▶ **Action item**
Update the records below, changing every "clicks" to "points" and leaving everything else unchanged.

Collected data entries:
===

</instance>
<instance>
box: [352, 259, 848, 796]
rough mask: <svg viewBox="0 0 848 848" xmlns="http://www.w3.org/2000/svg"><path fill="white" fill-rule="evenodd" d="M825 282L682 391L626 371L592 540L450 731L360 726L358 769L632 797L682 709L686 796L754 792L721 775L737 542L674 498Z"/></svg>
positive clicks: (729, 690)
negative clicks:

===

▶ **Finished task**
</instance>
<instance>
box: [352, 259, 848, 796]
rough mask: <svg viewBox="0 0 848 848" xmlns="http://www.w3.org/2000/svg"><path fill="white" fill-rule="evenodd" d="M825 282L682 391L626 371L592 540L450 731L360 726L358 769L632 797L682 709L686 796L754 792L721 775L737 542L674 498Z"/></svg>
positive points: (729, 690)
negative points:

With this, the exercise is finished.